Merhaba,
2011’in Dünya Kadınlar Günü’nden sadece 1 gün önce Silivri kafesine kapatıldım. Yani bugün o kafesteki ikinci kadınlar günüm.
C-5 koğuşunda yapayalnız olsam da ruhum, aklım, fikrim, sevdam sizlerle. Merak etmeyin; iyiyim, moralliyim. Zira vatan savunması gibi çok kutsal bir görev için burada olduğumu biliyorum. Siz de iyi ve güçlü olun tamam mı? Unutmayın sadece 8 Mart değil, 365 gün bizim.
Ata’m kadını bir güneş gibi yükseltti. Kadın yükseldikçe de güzel ülkemin yıldızı parladı. Bundan rahatsız olanlar önce o güneşi karartma peşine düştü. Biliyorlar ki o kararırsa ülkemiz de kararacak ve onlar o karanlıklarda dilediklerini yapacaklar.

= Görevler =
(1) Alıntıya göre yazar hangi koğuşta bulunmaktadır?
(2) Alıntıda "Ata’m kadını bir" sözcükleriyle başlayıp "karanlıklarda dilediklerini yapacaklar." sözcükleriyle biten bölümü, bu son sözcükler de dahil olmak üzere, harfiyen tekrarlayınız.

= Ham Veri =
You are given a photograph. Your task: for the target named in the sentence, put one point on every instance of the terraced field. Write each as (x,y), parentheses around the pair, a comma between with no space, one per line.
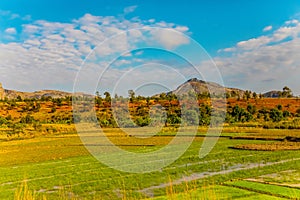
(59,165)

= Görev Bazında Çözümler =
(1) C-5 koğuşunda.

(2)
Ata’m kadını bir güneş gibi yükseltti. Kadın yükseldikçe de güzel ülkemin yıldızı parladı. Bundan rahatsız olanlar önce o güneşi karartma peşine düştü. Biliyorlar ki o kararırsa ülkemiz de kararacak ve onlar o karanlıklarda dilediklerini yapacaklar.